◆ **What is asked**
Lay out all of the records below as a numbered list, skipping any blank lines and leaving the pictures out.
---
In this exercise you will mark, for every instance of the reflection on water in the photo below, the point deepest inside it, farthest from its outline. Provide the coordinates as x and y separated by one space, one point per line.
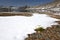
17 27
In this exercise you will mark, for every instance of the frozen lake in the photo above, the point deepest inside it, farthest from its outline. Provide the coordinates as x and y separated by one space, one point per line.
17 27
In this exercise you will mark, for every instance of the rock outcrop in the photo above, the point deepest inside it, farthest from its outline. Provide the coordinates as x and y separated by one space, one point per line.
50 33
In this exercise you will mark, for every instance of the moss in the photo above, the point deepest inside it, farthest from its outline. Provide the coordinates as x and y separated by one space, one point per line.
39 29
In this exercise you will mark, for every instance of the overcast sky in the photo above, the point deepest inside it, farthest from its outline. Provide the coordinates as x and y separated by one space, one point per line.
22 2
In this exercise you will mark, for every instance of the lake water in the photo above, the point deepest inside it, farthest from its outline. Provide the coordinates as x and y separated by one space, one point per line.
17 27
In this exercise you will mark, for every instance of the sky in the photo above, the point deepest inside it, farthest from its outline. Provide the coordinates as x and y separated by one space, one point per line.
23 2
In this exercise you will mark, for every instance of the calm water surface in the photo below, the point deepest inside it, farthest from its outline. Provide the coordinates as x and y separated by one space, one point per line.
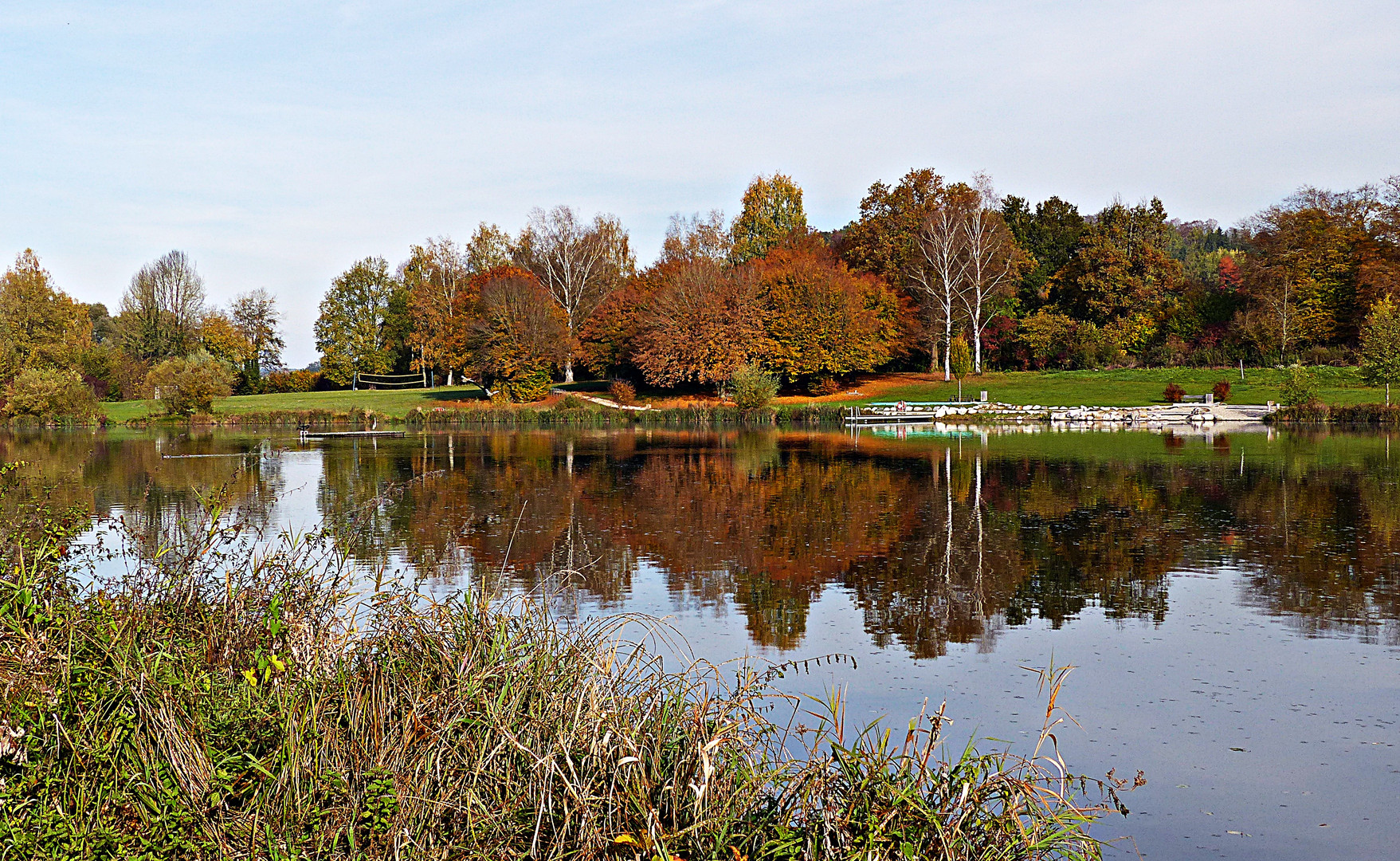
1231 601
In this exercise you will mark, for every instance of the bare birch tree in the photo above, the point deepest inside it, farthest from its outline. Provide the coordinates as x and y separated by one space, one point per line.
163 309
939 266
577 262
993 262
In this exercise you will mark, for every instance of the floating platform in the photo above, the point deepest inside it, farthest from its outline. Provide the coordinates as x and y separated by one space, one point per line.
345 434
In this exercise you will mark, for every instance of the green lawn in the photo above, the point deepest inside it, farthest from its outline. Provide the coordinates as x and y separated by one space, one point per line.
1050 388
390 403
1122 388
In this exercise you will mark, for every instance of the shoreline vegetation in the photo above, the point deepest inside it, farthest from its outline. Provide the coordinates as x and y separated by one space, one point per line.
952 279
245 699
1342 390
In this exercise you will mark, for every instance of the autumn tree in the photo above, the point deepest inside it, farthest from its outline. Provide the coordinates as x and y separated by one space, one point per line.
222 339
255 316
993 262
437 276
939 266
1120 273
163 309
351 332
884 238
697 238
518 332
700 322
771 212
1318 262
40 325
818 316
1050 235
884 241
488 248
577 262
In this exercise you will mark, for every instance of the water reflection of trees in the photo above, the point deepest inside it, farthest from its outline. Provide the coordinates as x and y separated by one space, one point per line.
132 476
937 544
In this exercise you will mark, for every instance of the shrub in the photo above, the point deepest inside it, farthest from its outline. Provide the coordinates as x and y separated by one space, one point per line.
1381 344
184 385
1300 387
49 395
623 392
754 388
528 385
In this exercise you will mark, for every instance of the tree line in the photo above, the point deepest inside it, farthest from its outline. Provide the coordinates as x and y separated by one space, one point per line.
59 356
928 266
928 272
---
◆ **Output for this task**
1. In this exercise you will mark, for every instance of the reflection on water in the photo below, the point deepest inside it, farthest from its outline. Provide the coordinates as x and y separated by one space, one point per line.
2. 17 27
3. In this exercise you will mark, for every instance of the frozen lake in the photo above, the point deepest inside it, farthest from its outline. Provide the coordinates as x and y separated by one space, one point per line.
4. 17 27
5. In this exercise you will mark, for every instance of the rock outcrop in the photo above, the point deepest inside it, farthest from its outline. Provide the coordinates as x and y separated by one space, one point per line.
6. 50 33
7. In this exercise you will mark, for every instance of the moss in the photo above, the point deepest inside it, farthest from its outline. Provide the coordinates as x and y separated by one space, one point per line.
8. 39 29
9. In this exercise you will mark, for every instance of the overcast sky in the photo above, the point deepest inside it, farthest from its outline. Provide the coordinates as x and y separated by one space, one point per line.
10. 22 2
11. In this exercise you will mark, for every instance of the lake water in the photo above, the point deepest inside it, farthest from its outline. Provide the coordinates as x and y separated by one space, one point per line.
12. 17 27
13. In this exercise you will mark, for every instance of the sky in the photo above, the point deepest inside it, farthest from its outline. Provide the coordinates as x and y separated by one space, one point per line.
14. 23 2
15. In this exercise you will mark, for every instance of the calm water surface in the photo below, the point deepest inside it, farthest from its outline. Provide the coordinates as x and y separated by one space, one point per line.
16. 1231 601
17. In this exercise you will mark, for every instance of the bare birch tree in the photo above, the point deepest inside it, farthest from its outline. Provide the coordinates as x and y separated by one space, one point per line.
18. 163 309
19. 939 266
20. 577 262
21. 993 262
22. In this exercise you will mark, for every instance of the floating platform in the photo above, the point deepest inside it, farthest from its outline. Provide the coordinates as x and y separated by one space, one point per line.
23. 345 434
24. In this exercise you will mark, for every instance of the green lawn in the photo above, the point deepest inside it, farthest from its outline. Provide the coordinates as x and y separated by one space, one point per line.
25. 1050 388
26. 390 403
27. 1122 388
28. In this exercise you will mark, for every instance of the shoreline vegetation in the photo above, the point deepest inside it, farthest from its outline. Provide the coordinates as x and y separated by one space, one point per line.
29. 952 279
30. 245 699
31. 1342 390
32. In this exercise you will mark, for every instance of the autumn tree in the photo above, the point deepest inside it, farthest from its outline. Provide the coordinates as x and y separated by one space, one point per line.
33. 222 339
34. 255 316
35. 993 262
36. 437 276
37. 939 266
38. 1120 273
39. 163 309
40. 351 332
41. 884 238
42. 697 238
43. 518 332
44. 700 322
45. 771 212
46. 1318 262
47. 40 325
48. 818 316
49. 1050 235
50. 884 241
51. 488 248
52. 577 262
53. In this exercise you will mark, for every instance of the water reflection of trees in the photo above, the point deepest inside it, farthest from its outline. Provide the coordinates as x and y separated by one space, one point per line.
54. 132 476
55. 937 544
56. In this exercise you will mark, for every instance of the shrub in the photo above, the point deepest inside it, farthest from its outline. Provide the coordinates as x and y separated by one space, one point per line.
57. 1381 344
58. 184 385
59. 1300 387
60. 49 395
61. 623 392
62. 754 388
63. 528 385
64. In this exercise you will mark, for every instance of the tree line in the photo above, the point deepest inside it, farthest from its outline. Provide the coordinates as x and y separated by one space, one point per line.
65. 59 356
66. 928 266
67. 928 272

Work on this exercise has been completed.